### WHAT YOU NEED TO DO
Leave out all pictures while repeating the records exactly and completely.

(Stored data entries)
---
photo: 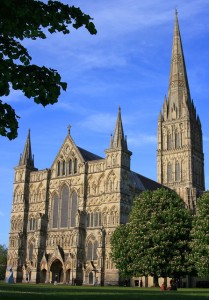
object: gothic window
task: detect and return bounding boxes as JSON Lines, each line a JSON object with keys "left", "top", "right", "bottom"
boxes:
{"left": 175, "top": 161, "right": 180, "bottom": 181}
{"left": 29, "top": 244, "right": 33, "bottom": 261}
{"left": 52, "top": 194, "right": 59, "bottom": 228}
{"left": 87, "top": 240, "right": 98, "bottom": 261}
{"left": 87, "top": 213, "right": 90, "bottom": 227}
{"left": 167, "top": 163, "right": 172, "bottom": 182}
{"left": 69, "top": 159, "right": 72, "bottom": 174}
{"left": 74, "top": 158, "right": 78, "bottom": 174}
{"left": 94, "top": 211, "right": 101, "bottom": 227}
{"left": 102, "top": 213, "right": 107, "bottom": 226}
{"left": 98, "top": 212, "right": 101, "bottom": 226}
{"left": 70, "top": 191, "right": 78, "bottom": 227}
{"left": 57, "top": 161, "right": 60, "bottom": 176}
{"left": 94, "top": 212, "right": 98, "bottom": 227}
{"left": 90, "top": 212, "right": 94, "bottom": 227}
{"left": 28, "top": 218, "right": 36, "bottom": 231}
{"left": 93, "top": 241, "right": 98, "bottom": 260}
{"left": 167, "top": 133, "right": 172, "bottom": 150}
{"left": 87, "top": 241, "right": 93, "bottom": 260}
{"left": 175, "top": 132, "right": 181, "bottom": 148}
{"left": 60, "top": 185, "right": 69, "bottom": 228}
{"left": 62, "top": 160, "right": 66, "bottom": 175}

### SOLVED PROBLEM
---
photo: 
object: gothic window
task: detect and return bounding boxes as JSON Lines, each line a JSON object with keys "left", "top", "right", "bottom"
boxes:
{"left": 175, "top": 161, "right": 180, "bottom": 181}
{"left": 29, "top": 244, "right": 33, "bottom": 261}
{"left": 52, "top": 194, "right": 59, "bottom": 228}
{"left": 87, "top": 240, "right": 98, "bottom": 261}
{"left": 87, "top": 213, "right": 90, "bottom": 227}
{"left": 167, "top": 163, "right": 172, "bottom": 182}
{"left": 69, "top": 159, "right": 72, "bottom": 174}
{"left": 74, "top": 158, "right": 78, "bottom": 174}
{"left": 94, "top": 211, "right": 101, "bottom": 227}
{"left": 102, "top": 213, "right": 107, "bottom": 226}
{"left": 98, "top": 212, "right": 101, "bottom": 226}
{"left": 70, "top": 191, "right": 78, "bottom": 227}
{"left": 57, "top": 161, "right": 60, "bottom": 176}
{"left": 94, "top": 212, "right": 98, "bottom": 227}
{"left": 90, "top": 212, "right": 94, "bottom": 227}
{"left": 28, "top": 218, "right": 36, "bottom": 231}
{"left": 93, "top": 241, "right": 98, "bottom": 260}
{"left": 167, "top": 133, "right": 172, "bottom": 150}
{"left": 87, "top": 241, "right": 93, "bottom": 260}
{"left": 175, "top": 132, "right": 181, "bottom": 148}
{"left": 60, "top": 185, "right": 69, "bottom": 228}
{"left": 62, "top": 160, "right": 66, "bottom": 175}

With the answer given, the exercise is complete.